Why the
Ripper?
One of
the first questions one might ask me is why I decided to write a Jack
the Ripper novel. It all began as a dream I kept having for weeks.
No! I wasn't dreaming about Jack the Ripper even less a JTR novel. In
this repeating nocturnal fantasy I had, there was a man sitting in a
bar. He was observing women around him, observing each one carefully,
avoiding eye contact and writing down notes. A voice from somewhere
else in the bar, probably coming from another table, was addressing
him with these words: “I know what you're doing: stalking.”
I
couldn't get rid of this dream up until I told myself I should write
down something about it. A novel was the avenue I decided upon. A
story involving stalking? Not that exciting. How about a
stalking-serial killer? Great. Now all I had to do is selecting among
the hundreds of serial killers the one who would carry my nightmare.
You can easily imagine the task of going through the major serial
killer books. I won't even share with you what it could have demanded
of me.
Eventually,
I fell upon Jack the Ripper and was sort of discouraged by the number
of fiction opportunities he had offered writers for decades. I,
nevertheless, decided to work with the Ripper case, mainly because it
happened during the late Victorian era, a period I just can't get
enough of. The British accent, the wit of the Englishmen, the
architecture, the class conflicts, the lifestyles are only a few
elements I enjoy. As for the Ripper, I think the only storyline not
covered has been Jack verus Goldorak or the Terminator, so I had to
come up with something new. That's when Jack London's The People of
the Abyss fell on me like Newton's apple. It influenced me probably
more than any other late-Victorian-early-20th story. I wanted the
reader to live the life of the street people at the time of the
murders. What was going on in the mind of the people living in the
East End back then became the main factor for me to build this story
about an ordinary person, not a copper, trying to find the Ripper.
You went
through three rewrites?
Yes. The
first writing brought me in a long narrow dead-end storyline which I
won't describe just in case I find a way through and write a
different story. It was done with a third-person point of view (POV),
the most common writing technique found. It had a rather small set of
subplots most of them leading me nowhere. So in the second writing, I
dropped the subplots and switched to the first-person point of view.
───
◆ Written problem 1
From the rows, quote the line containing "Could you please locate the brown and" and each line after it through the line containing "<point>74,122</point>".

◆ Dataset excerpts
───
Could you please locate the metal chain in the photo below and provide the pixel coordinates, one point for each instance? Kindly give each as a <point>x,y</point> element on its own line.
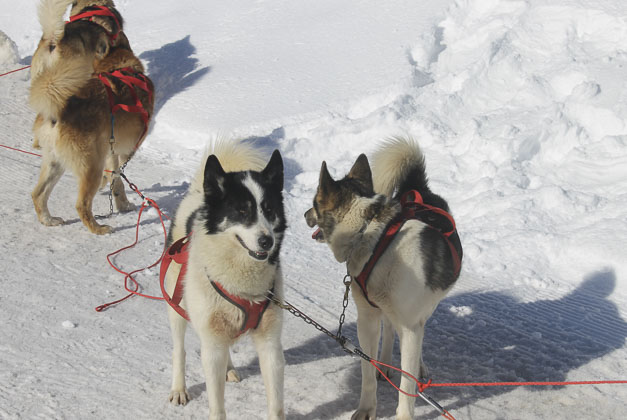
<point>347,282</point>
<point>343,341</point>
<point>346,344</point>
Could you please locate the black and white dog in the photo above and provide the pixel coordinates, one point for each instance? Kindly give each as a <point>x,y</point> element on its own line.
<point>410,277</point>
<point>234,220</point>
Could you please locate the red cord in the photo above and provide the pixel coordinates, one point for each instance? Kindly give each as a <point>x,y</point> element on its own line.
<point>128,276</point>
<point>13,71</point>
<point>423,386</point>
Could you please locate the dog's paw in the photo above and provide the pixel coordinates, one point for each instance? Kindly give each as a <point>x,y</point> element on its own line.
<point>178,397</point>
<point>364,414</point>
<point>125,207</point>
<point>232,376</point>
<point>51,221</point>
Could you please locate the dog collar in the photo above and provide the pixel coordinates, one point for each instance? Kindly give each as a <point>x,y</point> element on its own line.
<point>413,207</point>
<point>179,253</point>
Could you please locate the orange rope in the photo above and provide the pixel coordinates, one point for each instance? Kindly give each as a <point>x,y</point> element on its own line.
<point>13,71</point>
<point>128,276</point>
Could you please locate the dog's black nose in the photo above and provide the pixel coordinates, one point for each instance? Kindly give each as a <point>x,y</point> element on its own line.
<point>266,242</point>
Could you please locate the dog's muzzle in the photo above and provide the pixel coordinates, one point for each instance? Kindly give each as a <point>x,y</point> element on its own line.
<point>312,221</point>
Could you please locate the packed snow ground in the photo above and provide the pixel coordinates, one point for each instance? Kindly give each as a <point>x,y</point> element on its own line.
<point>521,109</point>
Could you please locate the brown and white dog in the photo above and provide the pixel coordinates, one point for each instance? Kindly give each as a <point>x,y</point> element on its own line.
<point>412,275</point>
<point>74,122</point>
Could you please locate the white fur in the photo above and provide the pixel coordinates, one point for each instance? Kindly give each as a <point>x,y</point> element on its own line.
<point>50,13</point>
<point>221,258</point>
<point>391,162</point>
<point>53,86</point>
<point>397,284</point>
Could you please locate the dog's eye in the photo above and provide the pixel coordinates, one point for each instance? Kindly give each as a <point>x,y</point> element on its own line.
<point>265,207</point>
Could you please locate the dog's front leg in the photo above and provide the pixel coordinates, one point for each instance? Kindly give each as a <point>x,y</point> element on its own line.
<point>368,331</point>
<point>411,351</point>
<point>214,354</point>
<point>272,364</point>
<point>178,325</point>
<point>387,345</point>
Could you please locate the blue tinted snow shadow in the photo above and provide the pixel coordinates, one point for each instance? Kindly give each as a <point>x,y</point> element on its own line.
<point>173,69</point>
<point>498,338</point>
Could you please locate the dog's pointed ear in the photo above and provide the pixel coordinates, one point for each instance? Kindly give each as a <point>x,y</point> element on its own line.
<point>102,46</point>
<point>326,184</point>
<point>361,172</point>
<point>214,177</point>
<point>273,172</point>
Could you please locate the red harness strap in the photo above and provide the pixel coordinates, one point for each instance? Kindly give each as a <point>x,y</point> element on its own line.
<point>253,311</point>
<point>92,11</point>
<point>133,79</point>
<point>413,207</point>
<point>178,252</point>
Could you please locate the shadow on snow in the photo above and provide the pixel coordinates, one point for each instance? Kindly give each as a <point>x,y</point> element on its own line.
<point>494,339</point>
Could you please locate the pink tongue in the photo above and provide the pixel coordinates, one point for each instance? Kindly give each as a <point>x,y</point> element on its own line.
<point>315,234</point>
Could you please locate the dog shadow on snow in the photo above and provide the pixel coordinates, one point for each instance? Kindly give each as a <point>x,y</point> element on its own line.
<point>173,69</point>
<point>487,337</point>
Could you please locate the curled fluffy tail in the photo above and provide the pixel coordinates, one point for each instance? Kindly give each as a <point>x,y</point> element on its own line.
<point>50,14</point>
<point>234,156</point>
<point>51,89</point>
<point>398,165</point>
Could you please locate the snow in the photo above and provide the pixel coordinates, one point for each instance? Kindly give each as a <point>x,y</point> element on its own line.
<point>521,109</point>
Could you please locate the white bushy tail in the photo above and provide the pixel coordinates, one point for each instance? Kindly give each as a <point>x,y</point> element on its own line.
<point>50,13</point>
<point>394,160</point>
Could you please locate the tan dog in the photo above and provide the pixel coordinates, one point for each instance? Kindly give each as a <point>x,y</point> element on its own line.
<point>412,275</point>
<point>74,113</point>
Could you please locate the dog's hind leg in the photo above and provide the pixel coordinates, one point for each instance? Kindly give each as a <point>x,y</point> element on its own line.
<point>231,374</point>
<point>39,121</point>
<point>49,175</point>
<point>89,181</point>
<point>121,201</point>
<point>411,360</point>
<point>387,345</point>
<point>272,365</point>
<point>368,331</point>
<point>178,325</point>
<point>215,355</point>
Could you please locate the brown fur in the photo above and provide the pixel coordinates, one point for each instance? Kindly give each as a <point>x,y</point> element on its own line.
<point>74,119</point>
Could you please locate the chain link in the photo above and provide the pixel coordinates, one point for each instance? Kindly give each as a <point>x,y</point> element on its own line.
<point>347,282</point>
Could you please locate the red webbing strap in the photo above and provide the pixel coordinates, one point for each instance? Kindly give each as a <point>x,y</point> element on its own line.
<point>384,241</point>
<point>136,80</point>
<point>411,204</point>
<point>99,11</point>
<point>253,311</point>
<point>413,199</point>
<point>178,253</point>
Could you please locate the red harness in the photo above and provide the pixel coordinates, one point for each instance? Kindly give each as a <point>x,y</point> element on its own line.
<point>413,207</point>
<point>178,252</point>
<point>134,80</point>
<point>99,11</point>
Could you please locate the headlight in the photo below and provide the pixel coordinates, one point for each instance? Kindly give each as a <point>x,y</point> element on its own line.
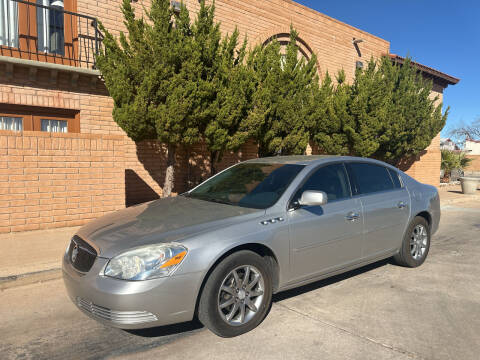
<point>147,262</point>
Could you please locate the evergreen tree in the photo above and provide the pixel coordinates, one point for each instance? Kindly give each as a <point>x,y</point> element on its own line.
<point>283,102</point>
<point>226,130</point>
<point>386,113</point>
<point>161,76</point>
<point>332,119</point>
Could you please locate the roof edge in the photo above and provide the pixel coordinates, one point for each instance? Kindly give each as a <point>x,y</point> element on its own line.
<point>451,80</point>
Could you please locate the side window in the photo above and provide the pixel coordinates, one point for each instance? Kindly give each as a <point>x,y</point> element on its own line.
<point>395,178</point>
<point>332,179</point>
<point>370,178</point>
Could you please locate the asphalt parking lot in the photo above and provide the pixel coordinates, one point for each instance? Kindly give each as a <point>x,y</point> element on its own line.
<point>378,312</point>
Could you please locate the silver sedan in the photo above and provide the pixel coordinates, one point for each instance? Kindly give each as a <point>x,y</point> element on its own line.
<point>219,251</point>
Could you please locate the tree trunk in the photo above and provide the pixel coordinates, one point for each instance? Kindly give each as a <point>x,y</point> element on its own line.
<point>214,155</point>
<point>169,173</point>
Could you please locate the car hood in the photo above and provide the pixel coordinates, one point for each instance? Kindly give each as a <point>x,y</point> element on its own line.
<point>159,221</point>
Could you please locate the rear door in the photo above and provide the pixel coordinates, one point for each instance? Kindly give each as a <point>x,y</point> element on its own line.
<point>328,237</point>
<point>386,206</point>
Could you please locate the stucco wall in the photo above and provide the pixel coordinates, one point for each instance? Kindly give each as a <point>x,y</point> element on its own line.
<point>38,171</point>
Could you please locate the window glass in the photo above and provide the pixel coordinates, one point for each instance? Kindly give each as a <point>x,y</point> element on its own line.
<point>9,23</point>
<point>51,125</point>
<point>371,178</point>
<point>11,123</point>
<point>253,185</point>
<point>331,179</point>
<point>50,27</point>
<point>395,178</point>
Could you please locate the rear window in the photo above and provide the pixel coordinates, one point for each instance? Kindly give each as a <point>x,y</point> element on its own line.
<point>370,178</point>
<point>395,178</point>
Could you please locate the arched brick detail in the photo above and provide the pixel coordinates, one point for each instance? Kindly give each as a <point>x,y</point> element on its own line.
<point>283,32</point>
───
◆ Written problem 2
Print the entire text about writing a Jack the Ripper novel.

◆ Output 1
Could you please locate the brown and white dog in the photo above and provide the pixel coordinates, one point for each instance? Kindly give each as a <point>x,y</point> element on its own line.
<point>412,275</point>
<point>74,122</point>

◆ Output 2
Why the
Ripper?
One of
the first questions one might ask me is why I decided to write a Jack
the Ripper novel. It all began as a dream I kept having for weeks.
No! I wasn't dreaming about Jack the Ripper even less a JTR novel. In
this repeating nocturnal fantasy I had, there was a man sitting in a
bar. He was observing women around him, observing each one carefully,
avoiding eye contact and writing down notes. A voice from somewhere
else in the bar, probably coming from another table, was addressing
him with these words: “I know what you're doing: stalking.”
I
couldn't get rid of this dream up until I told myself I should write
down something about it. A novel was the avenue I decided upon. A
story involving stalking? Not that exciting. How about a
stalking-serial killer? Great. Now all I had to do is selecting among
the hundreds of serial killers the one who would carry my nightmare.
You can easily imagine the task of going through the major serial
killer books. I won't even share with you what it could have demanded
of me.
Eventually,
I fell upon Jack the Ripper and was sort of discouraged by the number
of fiction opportunities he had offered writers for decades. I,
nevertheless, decided to work with the Ripper case, mainly because it
happened during the late Victorian era, a period I just can't get
enough of. The British accent, the wit of the Englishmen, the
architecture, the class conflicts, the lifestyles are only a few
elements I enjoy. As for the Ripper, I think the only storyline not
covered has been Jack verus Goldorak or the Terminator, so I had to
come up with something new. That's when Jack London's The People of
the Abyss fell on me like Newton's apple. It influenced me probably
more than any other late-Victorian-early-20th story. I wanted the
reader to live the life of the street people at the time of the
murders. What was going on in the mind of the people living in the
East End back then became the main factor for me to build this story
about an ordinary person, not a copper, trying to find the Ripper.
You went
through three rewrites?
Yes. The
first writing brought me in a long narrow dead-end storyline which I
won't describe just in case I find a way through and write a
different story. It was done with a third-person point of view (POV),
the most common writing technique found. It had a rather small set of
subplots most of them leading me nowhere. So in the second writing, I
dropped the subplots and switched to the first-person point of view.